## [Requirement 1]
Answer these questions about the passage on galaxy evolution in the Virgo cluster:
(a) What ratio does the passage give as a way to determine dust extinction?
(b) Within what time scale does gas removal stop star formation in dwarf star-forming systems?
(c) What dominates the UV emission in massive ellipticals?
## [Requirement 2]
Carry on with the passage on galaxy evolution in the Virgo cluster, picking up after its final sentence.

## [Selected text]

These surveys contain a wealth of information on the stellar population of Virgo galaxies, and on the properties of the neutral gas (available for star formation) and dust (produced during stellar evolution) in the cluster. A major ingredient, however, is still lacking for a complete study of the evolution of galaxies in clusters: the present day star formation activity. This can be determined from the UV flux emitted by the youngest stellar population, provided that dust extinction can be accurately determined, for instance, using the far-IR to UV flux ratio (Cortese et al. 2008a)⁴. Furthermore, our previous studies have proved that combining multifrequency spectrophotometric data covering the entire electromagnetic spectrum, from the far-UV to radio wavelengths, with multizone models of galaxy evolution, is one of the most reliable and powerful ways to reconstruct the evolution of galaxies in clusters. The galaxy-cluster interaction responsible for the gas removal in the outer discs of spirals truncates the star formation activity producing reversed color gradients with respect to normal, unperturbed objects (Boselli et al. 2006). In dwarf, star forming systems, models indicate that the gas removal is so efficient in stopping the activity on short time scales (<2 Gyr), producing objects with structural and spectrophotometric properties similar to those of dwarf ellipticals (Boselli et al. 2008a,b). Furthermore, the UV radiation is the most important heating source of the interstellar medium, and its quantification is critical for constraining the physical equilibrium between the different components of the ISM. Contrary to star forming systems, in massive ellipticals the UV emission is dominated by the old stellar population (UV upturn, O’Connell 1999; Deharveng et al. 2002; Boselli et al. 2005a; Donas et al. 2007) although some residual star formation can still be present.

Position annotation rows
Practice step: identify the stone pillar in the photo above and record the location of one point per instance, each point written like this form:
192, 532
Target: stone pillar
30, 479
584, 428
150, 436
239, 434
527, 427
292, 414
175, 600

## [Response 1]
(a) The far-IR to UV flux ratio.
(b) Short time scales of less than 2 Gyr.
(c) The old stellar population.

## [Response 2]
Far-ultraviolet (FUV) and near-ultraviolet (NUV) GALEX observations of the Virgo area are thus mandatory for the success of this ambitious project of a complete and coherent study of the Virgo cluster, a milestone towards the understanding of the relative role of mass and environment on the evolution of galaxies. The goal of this paper is to present the GALEX Ultraviolet Virgo Cluster Survey (GUViCS)⁵, designed specifically to cover the entire Virgo cluster region in the ultraviolet (UV) spectral domain. We present here all technical aspects concerning the selected fields and the observing strategy, with a brief description of the data reduction procedures, with particular attention to the standard GALEX pipeline tuned for the dominating background sources but limited for extended sources. The detailed description of the flux extraction technique of Virgo cluster members will be presented in a forthcoming communication. Using the data of the central 12 sq. deg we construct the FUV and NUV luminosity functions of the core of the Virgo cluster.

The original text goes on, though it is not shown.